= DATA PROVIDED =
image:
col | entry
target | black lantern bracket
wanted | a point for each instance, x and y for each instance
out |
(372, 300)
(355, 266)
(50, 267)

= DIRECTIONS =
Reproduce the lines above verbatim.

= RESPONSE =
image:
col | entry
target | black lantern bracket
wanted | a point for each instance, x and y for each instance
out |
(372, 300)
(355, 266)
(50, 267)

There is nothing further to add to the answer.